── Supplied information

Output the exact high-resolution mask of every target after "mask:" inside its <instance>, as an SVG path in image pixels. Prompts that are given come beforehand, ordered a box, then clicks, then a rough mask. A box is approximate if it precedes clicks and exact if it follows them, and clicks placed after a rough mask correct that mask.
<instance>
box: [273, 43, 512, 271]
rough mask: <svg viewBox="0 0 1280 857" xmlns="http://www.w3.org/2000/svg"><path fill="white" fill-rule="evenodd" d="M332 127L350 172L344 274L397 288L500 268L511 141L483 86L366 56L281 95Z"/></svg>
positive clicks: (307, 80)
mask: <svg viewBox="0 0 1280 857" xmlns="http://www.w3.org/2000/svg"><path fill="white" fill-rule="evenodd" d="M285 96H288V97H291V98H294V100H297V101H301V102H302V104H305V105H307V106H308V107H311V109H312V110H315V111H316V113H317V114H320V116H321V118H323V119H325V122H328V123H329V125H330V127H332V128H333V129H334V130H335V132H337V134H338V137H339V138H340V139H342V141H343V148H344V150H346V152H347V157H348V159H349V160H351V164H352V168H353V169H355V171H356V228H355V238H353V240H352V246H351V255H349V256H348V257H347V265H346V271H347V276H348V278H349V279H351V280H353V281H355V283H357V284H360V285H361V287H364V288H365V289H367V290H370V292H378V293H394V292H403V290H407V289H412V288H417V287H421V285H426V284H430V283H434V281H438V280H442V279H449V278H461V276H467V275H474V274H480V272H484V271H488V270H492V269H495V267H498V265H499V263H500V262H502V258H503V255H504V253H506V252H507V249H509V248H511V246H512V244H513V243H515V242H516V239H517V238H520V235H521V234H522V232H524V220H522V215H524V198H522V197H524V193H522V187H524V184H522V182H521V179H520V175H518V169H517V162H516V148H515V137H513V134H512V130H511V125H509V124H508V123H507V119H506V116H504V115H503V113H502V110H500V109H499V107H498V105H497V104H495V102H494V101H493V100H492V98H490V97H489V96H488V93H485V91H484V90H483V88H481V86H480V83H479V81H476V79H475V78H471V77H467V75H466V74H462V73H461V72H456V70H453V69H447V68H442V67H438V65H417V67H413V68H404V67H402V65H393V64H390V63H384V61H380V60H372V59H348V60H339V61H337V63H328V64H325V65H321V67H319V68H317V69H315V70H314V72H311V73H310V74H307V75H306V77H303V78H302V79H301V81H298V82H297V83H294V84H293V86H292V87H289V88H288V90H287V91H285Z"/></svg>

────

# What to produce:
Counting only lines that hold the string "instance", give the number of such lines in the records. Write nothing else.

# Expected output:
2